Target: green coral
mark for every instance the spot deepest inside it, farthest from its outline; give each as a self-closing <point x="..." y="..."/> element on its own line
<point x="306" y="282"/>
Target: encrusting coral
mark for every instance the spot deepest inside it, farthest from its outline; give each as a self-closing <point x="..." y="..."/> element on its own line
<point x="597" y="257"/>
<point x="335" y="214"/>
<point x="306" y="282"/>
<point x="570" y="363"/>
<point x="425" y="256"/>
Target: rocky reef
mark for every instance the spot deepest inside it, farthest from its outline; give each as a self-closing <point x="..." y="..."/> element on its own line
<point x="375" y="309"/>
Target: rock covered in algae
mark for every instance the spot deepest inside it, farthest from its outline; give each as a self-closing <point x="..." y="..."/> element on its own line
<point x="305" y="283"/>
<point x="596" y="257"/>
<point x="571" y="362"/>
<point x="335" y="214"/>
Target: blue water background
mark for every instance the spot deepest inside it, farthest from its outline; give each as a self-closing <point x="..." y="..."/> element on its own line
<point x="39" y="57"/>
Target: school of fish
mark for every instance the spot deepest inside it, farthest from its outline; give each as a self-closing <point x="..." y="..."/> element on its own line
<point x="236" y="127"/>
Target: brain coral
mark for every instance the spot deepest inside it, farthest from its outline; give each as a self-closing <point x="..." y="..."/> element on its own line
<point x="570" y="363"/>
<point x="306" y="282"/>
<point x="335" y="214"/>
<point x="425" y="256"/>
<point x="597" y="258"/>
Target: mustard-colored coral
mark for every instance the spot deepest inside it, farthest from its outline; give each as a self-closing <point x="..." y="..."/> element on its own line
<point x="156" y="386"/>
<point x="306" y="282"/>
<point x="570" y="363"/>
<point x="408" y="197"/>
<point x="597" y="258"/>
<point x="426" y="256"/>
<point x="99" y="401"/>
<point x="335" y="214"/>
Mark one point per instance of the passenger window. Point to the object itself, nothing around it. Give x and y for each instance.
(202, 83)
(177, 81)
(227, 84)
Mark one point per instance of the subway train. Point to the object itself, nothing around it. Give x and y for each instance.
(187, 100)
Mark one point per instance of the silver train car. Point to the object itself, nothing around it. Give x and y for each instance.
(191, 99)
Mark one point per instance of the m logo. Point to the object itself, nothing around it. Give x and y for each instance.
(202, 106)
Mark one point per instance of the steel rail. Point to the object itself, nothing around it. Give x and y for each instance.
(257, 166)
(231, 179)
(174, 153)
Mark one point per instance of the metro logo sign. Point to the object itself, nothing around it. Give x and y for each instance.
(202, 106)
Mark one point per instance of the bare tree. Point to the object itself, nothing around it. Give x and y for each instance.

Work order.
Scan the material for the string "Target". Copy each line where it appears.

Exercise response.
Target: green coral
Target: encrusting coral
Target: rocky reef
Target: rock covered in algae
Target: blue water background
Target: school of fish
Target: brain coral
Target: mustard-colored coral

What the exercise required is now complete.